— THE REQUEST —
Pick up the Splitwise and Venmo announcement after its last sentence and write what comes next.

— TEXT PASSAGE —
--------

New settle up screen

Introducing Settle Up With Splitwise And Venmo

We’re excited to announce a payments integration you’ve been clamoring for: Splitwise and Venmo. As of today, iPhone users in the US will be able to directly settle up Splitwise debts using Venmo, as well as cash or PayPal.

New settle up screen
New settle up screen

Our goal has always been to include great, diverse payment options within Splitwise. Venmo was popularly requested in our user-fueled suggestion forums, and the folks at Venmo have provided a great new API and iPhone SDK to open their platform to us; it only seemed natural to use these developments as impetus to execute the often-requested integration.

Using Venmo within the Splitwise app works the same way as using Paypal. When you hit ‘Settle Up’, Venmo will be an option, joining the ‘Record a cash payment’ and ‘Pay with PayPal’ buttons.

Select settle up amount
Select settle up amount

Tapping the ‘Venmo’ button will take you to a Splitwise screen asking you to enter the settlement amount, which defaults to your current total balance.

Hitting ‘Next’ will take you to the Venmo iPhone app (where you can confirm everything, from the amount being paid/charged to the destination Venmo account). When the transaction is complete, it will take you right back to the Splitwise app, with the payment logged by Splitwise as well, and your balance updated.

We’re looking forward to bringing a Venmo integration to our web and Android platforms as well – we just don’t want to hold the iPhone release, which was the easiest to implement. Also note that settling up with Venmo will only appear as an option if you already have the Venmo app installed on your iPhone, since it uses the Venmo app to process the payment. If you don’t already use Venmo from your iPhone, your settle up screen will stay the same.

Confirm all details of payment/charge in Venmo
Confirm all details in Venmo

We enjoyed working with the folks at Venmo to bring this integration about, and we can’t wait to hear what you think of it!

Published by

Zoe Chaves

Product Manager at Splitwise.

33 thoughts on “Introducing Settle Up With Splitwise And Venmo”

    1. Hey Sahil,

      It’s definitely on the road map! Our latest Android release does a lot towards feature parity but we know we still have a ways to go.

      Cheers, Zoe

    2. There are more Android phones in the world than iphones, and that margin continues to widen on a daily basis. Why do so many developers continue to develop for the iphone first? Is it really that much easier to develop for, or is it that developers tend to focus on learning iOS development rather than Android?

      1. Hi Luke,

        It’s a really good question. Not speaking as a real engineer here, but let me give you my sense from watching the Splitwise team work and the decisions we’ve had to make as a team.

        1. iPhone apps are faster and easier to develop at a high level of polish, in part because of the uniformity of the platform (just a few devices, just a few OSs) and in part because of the quality of the tools and libraries provided by Apple. Developers like to develop for iPhone first because they want to see if their app is well received when it’s looking its best, before spending the large amount of work to get it up to a high polish level on Android and supporting all those devices. This is probably the most important reason.

--------

— EXTRACTED INFORMATION —
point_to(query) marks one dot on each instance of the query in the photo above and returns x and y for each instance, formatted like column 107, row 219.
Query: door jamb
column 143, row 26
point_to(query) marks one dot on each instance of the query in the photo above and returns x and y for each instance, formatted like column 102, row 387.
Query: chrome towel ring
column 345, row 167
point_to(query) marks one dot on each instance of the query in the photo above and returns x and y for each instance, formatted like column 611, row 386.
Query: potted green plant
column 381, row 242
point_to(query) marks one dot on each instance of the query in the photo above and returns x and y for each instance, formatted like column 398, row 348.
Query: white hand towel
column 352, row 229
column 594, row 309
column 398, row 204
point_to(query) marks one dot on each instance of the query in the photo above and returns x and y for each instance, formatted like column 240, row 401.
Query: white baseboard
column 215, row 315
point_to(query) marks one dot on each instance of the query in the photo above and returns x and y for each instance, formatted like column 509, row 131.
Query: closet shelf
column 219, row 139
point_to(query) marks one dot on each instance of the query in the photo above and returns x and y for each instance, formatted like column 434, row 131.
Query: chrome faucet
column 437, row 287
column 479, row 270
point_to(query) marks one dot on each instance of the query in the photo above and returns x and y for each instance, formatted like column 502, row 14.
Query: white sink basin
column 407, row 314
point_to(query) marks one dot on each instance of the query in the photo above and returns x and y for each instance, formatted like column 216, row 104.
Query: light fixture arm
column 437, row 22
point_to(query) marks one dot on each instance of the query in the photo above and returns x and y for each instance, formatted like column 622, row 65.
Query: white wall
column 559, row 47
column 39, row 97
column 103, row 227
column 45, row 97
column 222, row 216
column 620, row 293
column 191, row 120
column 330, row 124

--------

— TASK OUTPUT —
        2. Because of the difficulty of overcoming bad reviews in an App store, not reaching that level of polish hurts. It’s often not advantageous to launch on Android until you have time to test on the most popular Android phones because of hate from people who are encountering device-specific bugs. This increases the penalty and danger for launching an Android app before you’re ready. Splitwise launched an Android app in 2012 that was inferior to our iPhone app, and had bugs that were extremely hard to find on some phones (our current app, rewritten from the ground up, has finally fixed these nasty old bugs as far as we can tell). This hurt our ratings in 2012 and is still hurting them (our last 400 ratings have a 4.7 star average, but we only have a 4.2 average globally at the moment). We felt we had no choice because Splitwise really works best when all roommates can at least see and participate at least at some basic level. Similarly, when adding new features, it’s often faster to try stuff out on iPhone where we can see if the feature is worth polishing on Android (such as Venmo).
        3. iPhone was first – more developers have learned it. Good Android developers are harder to find and more rare in the US at the moment. Within our team, Marshall had moderate Android experience but Caleb and Marshall both know iPhone inside and out and Ryan knew some too.
        4. Most developers I’ve met in the US use Apple laptops, and most product/UX people have iPhones, because they respect the work Apple has put into polish the whole system. They are designing for themselves. I actually think the newest versions of Android are ahead in UX, but that’s not the way the majority of the US dev culture perceives things at the moment in my experience.
        5. Native Android development has gotten much better, but my sense from others is that it used to be pretty difficult. The “user experience” of developing for iPhone is very strong, in part because of the high quality of the tools. When Splitwise is developing for Android, I hear Ryan, Caleb and Marshall complaining almost daily about the quality of the Android simulator, the slow code compile speed, and the amount of time spent configuring the environment. This stuff makes working in Android a drag.
        6. iPhone users are richer, and more likely to spend money on apps. Especially for games/advertising-based apps, the audience is often more valuable even though it is smaller in theory.
        7. Apple does a decent job promoting new apps in the store – I would argue, a better job than Google. Perhaps this is just because there are more good apps to feature, which is circular (but also self-reinforcing). I think being featured by Apple feels much more achievable to entrepreneurs or devs who will often know a successful friend that was featured – which is ironic, since Google is actually slightly more transparent about how to get featured.

        While things are getting better for Android devs with time, and the community is getting more used to the tool set, the fragmentation issue is still quite real and not improving much or getting worse. This will continue making releasing for Android a secondary priority for many companies for a long time.

        Don’t get me wrong – there are some serious natural advantages for developing first on Android, and if we see diminished fragmentation or better tools I really do hope we start seeing more Android-first development.

        There are already good reasons to start on Android first:
        0. More devices, more users, every day – you’re sure right about that!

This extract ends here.